Rows from a pointing dataset
>>>>>

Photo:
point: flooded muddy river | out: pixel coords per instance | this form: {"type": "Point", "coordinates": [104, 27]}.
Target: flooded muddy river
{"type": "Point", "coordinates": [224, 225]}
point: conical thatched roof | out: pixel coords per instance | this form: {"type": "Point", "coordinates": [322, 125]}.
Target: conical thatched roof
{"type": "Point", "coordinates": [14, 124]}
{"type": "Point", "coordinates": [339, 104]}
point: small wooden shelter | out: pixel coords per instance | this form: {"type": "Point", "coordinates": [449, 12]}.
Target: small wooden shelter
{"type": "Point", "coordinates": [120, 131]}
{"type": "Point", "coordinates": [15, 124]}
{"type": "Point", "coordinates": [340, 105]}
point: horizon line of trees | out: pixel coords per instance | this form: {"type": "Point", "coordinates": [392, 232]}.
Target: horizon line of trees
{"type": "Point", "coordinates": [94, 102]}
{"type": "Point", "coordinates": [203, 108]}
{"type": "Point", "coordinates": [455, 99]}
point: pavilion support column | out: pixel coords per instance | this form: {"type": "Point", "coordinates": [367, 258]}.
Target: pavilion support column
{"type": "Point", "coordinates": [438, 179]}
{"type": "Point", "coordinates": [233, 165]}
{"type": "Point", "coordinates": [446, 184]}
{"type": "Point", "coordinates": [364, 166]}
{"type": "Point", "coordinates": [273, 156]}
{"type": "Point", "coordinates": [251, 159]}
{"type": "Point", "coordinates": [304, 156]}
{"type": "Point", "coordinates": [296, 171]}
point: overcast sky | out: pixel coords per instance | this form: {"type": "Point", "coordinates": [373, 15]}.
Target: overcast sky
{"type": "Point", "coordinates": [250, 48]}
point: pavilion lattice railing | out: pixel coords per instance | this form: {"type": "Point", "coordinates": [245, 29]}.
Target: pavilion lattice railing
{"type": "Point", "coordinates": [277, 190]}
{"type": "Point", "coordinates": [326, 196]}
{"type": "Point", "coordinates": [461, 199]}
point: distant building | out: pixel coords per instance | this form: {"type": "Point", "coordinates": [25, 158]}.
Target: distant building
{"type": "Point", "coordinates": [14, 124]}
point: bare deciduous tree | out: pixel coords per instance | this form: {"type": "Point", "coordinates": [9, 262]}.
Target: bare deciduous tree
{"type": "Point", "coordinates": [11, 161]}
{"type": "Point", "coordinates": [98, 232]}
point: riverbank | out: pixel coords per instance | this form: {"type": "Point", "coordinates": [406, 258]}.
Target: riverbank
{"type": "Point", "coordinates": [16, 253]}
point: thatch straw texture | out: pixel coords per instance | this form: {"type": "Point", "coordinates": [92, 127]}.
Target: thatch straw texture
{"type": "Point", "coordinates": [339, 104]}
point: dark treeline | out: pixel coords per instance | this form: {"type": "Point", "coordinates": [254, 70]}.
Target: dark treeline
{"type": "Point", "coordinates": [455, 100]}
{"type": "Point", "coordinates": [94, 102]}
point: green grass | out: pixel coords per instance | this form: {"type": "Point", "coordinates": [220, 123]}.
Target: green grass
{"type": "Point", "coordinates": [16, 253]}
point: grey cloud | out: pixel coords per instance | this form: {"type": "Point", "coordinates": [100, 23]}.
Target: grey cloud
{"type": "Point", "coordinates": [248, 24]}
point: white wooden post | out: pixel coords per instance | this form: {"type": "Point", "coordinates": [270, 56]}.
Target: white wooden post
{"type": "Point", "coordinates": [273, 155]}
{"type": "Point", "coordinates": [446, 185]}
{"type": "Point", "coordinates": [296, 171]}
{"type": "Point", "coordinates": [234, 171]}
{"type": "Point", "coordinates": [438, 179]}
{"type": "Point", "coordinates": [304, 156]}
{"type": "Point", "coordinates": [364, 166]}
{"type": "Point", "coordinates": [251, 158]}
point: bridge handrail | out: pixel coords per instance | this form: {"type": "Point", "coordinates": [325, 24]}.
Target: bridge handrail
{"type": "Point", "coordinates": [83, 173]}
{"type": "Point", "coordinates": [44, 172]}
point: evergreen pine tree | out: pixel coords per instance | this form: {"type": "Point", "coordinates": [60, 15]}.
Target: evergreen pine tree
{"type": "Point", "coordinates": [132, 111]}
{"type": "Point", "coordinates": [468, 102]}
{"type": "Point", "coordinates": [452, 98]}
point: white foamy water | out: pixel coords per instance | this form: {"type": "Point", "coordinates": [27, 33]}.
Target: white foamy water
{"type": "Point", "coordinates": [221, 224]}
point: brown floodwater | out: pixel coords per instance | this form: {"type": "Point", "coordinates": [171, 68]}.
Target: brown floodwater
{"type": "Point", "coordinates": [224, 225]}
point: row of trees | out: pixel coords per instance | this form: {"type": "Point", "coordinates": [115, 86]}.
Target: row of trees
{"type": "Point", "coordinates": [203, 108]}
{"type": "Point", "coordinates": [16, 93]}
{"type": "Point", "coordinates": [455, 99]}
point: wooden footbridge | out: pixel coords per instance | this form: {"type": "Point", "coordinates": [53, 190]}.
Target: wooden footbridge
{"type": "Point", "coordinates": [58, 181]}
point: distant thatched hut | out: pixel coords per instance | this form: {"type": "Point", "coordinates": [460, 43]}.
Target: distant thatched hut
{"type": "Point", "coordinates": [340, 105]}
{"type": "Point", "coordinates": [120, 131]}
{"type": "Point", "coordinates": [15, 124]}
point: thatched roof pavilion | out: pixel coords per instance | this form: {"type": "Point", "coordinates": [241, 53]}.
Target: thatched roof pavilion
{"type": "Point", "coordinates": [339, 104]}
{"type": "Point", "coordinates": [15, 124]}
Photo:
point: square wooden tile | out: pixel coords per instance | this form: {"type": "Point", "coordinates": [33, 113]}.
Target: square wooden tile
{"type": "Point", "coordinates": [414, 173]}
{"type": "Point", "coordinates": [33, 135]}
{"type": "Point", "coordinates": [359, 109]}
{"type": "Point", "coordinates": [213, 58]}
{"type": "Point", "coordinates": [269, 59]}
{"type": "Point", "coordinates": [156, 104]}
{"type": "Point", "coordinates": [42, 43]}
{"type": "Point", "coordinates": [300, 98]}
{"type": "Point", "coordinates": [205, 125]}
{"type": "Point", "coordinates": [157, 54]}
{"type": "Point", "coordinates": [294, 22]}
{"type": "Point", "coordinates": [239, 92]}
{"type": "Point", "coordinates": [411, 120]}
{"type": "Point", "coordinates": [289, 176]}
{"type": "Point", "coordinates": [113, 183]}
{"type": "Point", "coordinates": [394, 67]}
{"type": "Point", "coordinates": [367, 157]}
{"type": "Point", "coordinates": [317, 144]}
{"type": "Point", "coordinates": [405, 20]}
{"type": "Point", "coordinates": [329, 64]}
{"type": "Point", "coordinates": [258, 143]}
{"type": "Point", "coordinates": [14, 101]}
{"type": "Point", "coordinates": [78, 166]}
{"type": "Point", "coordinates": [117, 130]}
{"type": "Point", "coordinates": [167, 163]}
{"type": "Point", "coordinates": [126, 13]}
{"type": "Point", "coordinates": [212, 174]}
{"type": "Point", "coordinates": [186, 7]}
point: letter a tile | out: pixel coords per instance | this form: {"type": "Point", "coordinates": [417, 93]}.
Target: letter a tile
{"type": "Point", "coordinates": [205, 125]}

<<<<<

WHAT THE TASK ASKS: Starting at the line that contains "point: thatched roof", retype each line through the end of the listing above and nothing else.

TASK ANSWER:
point: thatched roof pavilion | out: pixel coords per instance | this form: {"type": "Point", "coordinates": [241, 53]}.
Target: thatched roof pavilion
{"type": "Point", "coordinates": [339, 104]}
{"type": "Point", "coordinates": [15, 124]}
Photo:
point: square wooden tile | out: pixel coords per instance | this form: {"type": "Point", "coordinates": [33, 113]}.
Target: square wooden tile
{"type": "Point", "coordinates": [414, 173]}
{"type": "Point", "coordinates": [33, 135]}
{"type": "Point", "coordinates": [359, 109]}
{"type": "Point", "coordinates": [213, 58]}
{"type": "Point", "coordinates": [269, 59]}
{"type": "Point", "coordinates": [156, 104]}
{"type": "Point", "coordinates": [42, 43]}
{"type": "Point", "coordinates": [300, 98]}
{"type": "Point", "coordinates": [205, 125]}
{"type": "Point", "coordinates": [157, 54]}
{"type": "Point", "coordinates": [294, 22]}
{"type": "Point", "coordinates": [239, 92]}
{"type": "Point", "coordinates": [411, 120]}
{"type": "Point", "coordinates": [289, 176]}
{"type": "Point", "coordinates": [113, 183]}
{"type": "Point", "coordinates": [394, 67]}
{"type": "Point", "coordinates": [367, 157]}
{"type": "Point", "coordinates": [317, 144]}
{"type": "Point", "coordinates": [405, 20]}
{"type": "Point", "coordinates": [329, 64]}
{"type": "Point", "coordinates": [258, 143]}
{"type": "Point", "coordinates": [14, 101]}
{"type": "Point", "coordinates": [78, 166]}
{"type": "Point", "coordinates": [117, 130]}
{"type": "Point", "coordinates": [167, 163]}
{"type": "Point", "coordinates": [126, 13]}
{"type": "Point", "coordinates": [212, 174]}
{"type": "Point", "coordinates": [186, 7]}
point: letter a tile | out: pixel coords per instance | this form: {"type": "Point", "coordinates": [417, 93]}.
Target: letter a tile
{"type": "Point", "coordinates": [205, 125]}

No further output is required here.